- Dataset excerpts on object pointing
-.-.-
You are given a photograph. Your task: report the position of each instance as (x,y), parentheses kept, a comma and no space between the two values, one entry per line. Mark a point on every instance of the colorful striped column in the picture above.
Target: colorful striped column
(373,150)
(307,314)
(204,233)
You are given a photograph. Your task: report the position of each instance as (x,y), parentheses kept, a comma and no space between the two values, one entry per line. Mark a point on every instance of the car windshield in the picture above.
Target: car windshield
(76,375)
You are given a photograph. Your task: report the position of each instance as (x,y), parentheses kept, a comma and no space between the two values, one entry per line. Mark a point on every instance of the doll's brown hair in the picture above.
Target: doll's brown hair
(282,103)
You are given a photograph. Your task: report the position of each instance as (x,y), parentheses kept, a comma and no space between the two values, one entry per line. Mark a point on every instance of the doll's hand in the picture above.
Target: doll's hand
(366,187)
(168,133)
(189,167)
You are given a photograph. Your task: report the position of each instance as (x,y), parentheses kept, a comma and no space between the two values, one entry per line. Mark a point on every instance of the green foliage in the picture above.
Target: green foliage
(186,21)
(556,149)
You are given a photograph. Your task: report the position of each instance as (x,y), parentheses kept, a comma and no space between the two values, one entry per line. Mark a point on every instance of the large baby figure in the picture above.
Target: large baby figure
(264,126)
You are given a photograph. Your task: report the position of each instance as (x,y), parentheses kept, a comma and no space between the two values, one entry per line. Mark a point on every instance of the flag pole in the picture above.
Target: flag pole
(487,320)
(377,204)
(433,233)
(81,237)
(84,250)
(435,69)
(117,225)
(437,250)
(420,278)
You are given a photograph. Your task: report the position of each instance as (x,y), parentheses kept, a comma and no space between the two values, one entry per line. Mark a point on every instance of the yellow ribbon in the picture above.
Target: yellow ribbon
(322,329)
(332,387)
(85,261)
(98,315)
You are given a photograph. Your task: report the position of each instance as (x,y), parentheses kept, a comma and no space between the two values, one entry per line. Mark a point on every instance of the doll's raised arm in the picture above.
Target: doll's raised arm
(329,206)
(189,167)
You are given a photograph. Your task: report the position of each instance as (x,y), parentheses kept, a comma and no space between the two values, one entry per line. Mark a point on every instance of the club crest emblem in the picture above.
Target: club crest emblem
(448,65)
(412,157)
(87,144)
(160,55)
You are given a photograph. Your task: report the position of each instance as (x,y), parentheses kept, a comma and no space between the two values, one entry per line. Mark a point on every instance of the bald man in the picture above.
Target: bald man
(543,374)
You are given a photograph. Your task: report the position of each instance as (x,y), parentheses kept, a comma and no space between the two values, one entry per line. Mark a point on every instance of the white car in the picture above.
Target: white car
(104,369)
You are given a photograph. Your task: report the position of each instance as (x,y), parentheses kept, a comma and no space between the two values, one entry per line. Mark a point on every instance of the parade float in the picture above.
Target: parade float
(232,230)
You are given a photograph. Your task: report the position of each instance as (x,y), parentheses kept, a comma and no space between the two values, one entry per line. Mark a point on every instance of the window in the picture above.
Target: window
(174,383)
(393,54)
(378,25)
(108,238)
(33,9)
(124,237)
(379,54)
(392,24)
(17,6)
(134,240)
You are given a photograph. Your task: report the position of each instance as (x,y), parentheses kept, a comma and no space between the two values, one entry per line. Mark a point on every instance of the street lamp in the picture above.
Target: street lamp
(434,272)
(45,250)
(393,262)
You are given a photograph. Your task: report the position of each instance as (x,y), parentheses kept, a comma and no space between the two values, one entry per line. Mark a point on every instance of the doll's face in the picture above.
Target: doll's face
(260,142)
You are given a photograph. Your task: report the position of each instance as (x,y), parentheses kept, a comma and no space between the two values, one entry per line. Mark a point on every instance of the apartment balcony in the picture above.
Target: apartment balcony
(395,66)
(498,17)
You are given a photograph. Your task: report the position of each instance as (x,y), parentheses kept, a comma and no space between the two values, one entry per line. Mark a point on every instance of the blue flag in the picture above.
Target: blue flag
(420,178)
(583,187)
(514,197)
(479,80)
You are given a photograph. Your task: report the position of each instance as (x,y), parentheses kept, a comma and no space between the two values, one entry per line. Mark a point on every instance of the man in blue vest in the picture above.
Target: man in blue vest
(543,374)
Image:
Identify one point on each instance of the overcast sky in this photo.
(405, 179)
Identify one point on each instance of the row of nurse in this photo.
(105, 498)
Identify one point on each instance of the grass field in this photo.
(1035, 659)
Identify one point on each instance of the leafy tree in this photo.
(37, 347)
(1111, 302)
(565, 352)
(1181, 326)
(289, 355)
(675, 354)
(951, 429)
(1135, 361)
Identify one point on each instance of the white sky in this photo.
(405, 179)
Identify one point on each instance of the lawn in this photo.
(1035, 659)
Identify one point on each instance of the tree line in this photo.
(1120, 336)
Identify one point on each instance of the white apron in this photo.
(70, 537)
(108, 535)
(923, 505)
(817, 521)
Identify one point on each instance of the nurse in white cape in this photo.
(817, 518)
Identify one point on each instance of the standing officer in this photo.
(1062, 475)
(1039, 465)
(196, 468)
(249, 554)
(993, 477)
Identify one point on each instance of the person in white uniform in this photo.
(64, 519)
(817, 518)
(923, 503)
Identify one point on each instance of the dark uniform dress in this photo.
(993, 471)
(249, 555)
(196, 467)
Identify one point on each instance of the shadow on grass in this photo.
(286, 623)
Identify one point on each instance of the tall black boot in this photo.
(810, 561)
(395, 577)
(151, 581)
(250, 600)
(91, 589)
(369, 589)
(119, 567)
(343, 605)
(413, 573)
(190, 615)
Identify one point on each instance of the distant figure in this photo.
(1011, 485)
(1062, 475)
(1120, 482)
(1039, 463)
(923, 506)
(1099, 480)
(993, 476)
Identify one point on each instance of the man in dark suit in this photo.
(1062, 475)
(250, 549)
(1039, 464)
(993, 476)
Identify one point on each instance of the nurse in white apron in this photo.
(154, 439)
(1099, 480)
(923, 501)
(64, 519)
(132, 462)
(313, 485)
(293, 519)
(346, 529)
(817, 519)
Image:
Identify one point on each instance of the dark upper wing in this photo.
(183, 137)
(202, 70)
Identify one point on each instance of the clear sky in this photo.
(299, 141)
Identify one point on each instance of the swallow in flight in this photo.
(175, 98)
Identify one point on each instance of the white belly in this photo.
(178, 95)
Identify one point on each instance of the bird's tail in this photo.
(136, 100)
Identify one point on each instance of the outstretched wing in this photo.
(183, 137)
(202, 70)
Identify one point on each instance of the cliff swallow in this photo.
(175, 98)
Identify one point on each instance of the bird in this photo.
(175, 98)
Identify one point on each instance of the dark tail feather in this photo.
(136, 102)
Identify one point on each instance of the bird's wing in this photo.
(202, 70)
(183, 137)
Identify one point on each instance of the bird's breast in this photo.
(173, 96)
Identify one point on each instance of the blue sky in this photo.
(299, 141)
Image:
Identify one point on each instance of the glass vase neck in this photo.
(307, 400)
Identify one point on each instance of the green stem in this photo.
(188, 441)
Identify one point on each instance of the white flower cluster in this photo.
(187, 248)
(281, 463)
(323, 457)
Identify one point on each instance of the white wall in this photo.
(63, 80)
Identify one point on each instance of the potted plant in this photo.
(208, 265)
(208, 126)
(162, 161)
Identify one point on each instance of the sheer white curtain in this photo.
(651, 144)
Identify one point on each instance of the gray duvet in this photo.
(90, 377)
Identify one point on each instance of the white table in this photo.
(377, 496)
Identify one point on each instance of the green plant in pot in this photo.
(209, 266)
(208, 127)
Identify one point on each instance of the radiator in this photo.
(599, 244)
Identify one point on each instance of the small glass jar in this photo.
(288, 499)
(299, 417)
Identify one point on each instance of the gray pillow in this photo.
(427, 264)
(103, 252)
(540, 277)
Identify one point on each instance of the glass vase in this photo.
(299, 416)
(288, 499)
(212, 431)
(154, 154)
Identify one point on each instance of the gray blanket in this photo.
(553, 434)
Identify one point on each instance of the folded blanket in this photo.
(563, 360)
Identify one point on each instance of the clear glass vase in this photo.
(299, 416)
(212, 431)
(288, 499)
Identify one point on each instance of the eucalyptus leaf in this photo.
-.-.-
- What to do
Copy out the entries from the line containing "Identify one point on each instance of the folded" through the end of the entries, swapping "clear glass vase" for "transparent vase" and leaving everything else unchanged.

- Task response
Identify one point on each instance of the folded blanket in this photo.
(563, 360)
Identify one point on each instance of the transparent vase in this photo.
(299, 416)
(212, 431)
(288, 499)
Identify one point on each instance of the eucalyptus leaf in this photo.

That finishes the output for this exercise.